■ AIM OF THE TASK:
Reproduce exactly the lines from the one containing "Put one point on every instance of the thumb" through the last line of the data, both ends included.
** START MATERIALS PROVIDED **
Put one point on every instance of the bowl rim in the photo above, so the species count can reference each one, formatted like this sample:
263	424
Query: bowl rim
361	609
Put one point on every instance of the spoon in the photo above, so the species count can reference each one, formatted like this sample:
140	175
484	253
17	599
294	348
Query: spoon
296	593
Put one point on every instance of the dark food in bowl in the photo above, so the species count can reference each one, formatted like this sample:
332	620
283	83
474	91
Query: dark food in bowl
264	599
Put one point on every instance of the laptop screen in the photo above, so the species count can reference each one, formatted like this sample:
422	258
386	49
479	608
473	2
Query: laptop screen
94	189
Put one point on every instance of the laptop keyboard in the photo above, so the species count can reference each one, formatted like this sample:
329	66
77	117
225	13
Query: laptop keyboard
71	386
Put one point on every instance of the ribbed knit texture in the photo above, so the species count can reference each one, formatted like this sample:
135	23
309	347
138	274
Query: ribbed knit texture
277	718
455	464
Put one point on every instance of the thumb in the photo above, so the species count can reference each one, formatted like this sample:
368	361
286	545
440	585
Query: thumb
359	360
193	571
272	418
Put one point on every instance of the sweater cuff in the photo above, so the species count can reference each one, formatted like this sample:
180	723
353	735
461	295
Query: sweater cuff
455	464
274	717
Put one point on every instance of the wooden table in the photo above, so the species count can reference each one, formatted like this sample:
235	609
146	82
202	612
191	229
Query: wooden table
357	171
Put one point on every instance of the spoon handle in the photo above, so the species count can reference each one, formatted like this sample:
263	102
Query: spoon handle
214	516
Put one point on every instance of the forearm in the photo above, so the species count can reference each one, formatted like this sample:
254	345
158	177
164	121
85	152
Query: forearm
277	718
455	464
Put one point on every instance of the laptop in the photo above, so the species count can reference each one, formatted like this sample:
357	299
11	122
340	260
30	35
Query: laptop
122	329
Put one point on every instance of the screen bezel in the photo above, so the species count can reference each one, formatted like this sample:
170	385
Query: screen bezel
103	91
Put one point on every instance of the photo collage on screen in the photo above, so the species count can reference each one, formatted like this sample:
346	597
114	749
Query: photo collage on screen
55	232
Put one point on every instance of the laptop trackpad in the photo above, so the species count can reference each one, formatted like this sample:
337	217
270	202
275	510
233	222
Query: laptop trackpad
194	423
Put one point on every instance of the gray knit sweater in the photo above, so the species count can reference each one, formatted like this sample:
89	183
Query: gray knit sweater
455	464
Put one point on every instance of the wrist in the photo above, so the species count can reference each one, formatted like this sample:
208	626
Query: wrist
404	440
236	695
** END MATERIALS PROVIDED **
■ RESULT:
Put one point on every instance of the thumb in the photo above, so the species count can reference each one, formatted like this sample:
368	361
286	545
440	585
Query: thumb
359	360
193	571
272	418
Put one point on every instance of the sweater cuff in the photo above, so the species count can reference each one, formatted like this sample:
180	723
353	735
461	295
Query: sweater cuff
455	464
274	717
Put one point on every instance of the wooden table in the photo above, so the species count can reference each one, formatted like this sample:
235	609
146	82
202	612
191	229
Query: wooden table
357	171
Put one point on every instance of the spoon handle in the photo above, so the species count can reference each one, formatted like this sample:
263	102
Query: spoon handle
214	516
Put one point on every instance of the forearm in the photo above, so the species count can reference each one, formatted like this sample:
254	345
158	177
164	121
85	152
Query: forearm
277	718
455	464
Put one point on every instance of the laptop in the photo above, so the species count can reference each one, formatted like this sample:
357	299
11	122
340	260
30	35
Query: laptop
122	329
Put one point on every instance of the screen bezel in the photo above, so the species count can reference each one, formatted like this sample:
170	385
Query: screen bezel
103	91
Put one point on every instance of the photo collage on screen in the photo above, so the species count can reference each one, formatted like this sample:
346	597
114	749
Query: photo collage on screen
55	232
Put one point on every instance of the laptop trackpad in the photo above, so the species count can reference each one, formatted like this sample:
337	217
270	202
275	510
233	222
Query: laptop trackpad
194	423
Put one point on every instance of the gray knit sweater in the photo above, so the species count can reference each one, formatted like this sample:
89	183
Query: gray knit sweater
455	464
Put one point on every instance of the wrist in the photo above, so the species count can reference each one, formatted like this sample:
208	626
Query: wrist
404	440
236	695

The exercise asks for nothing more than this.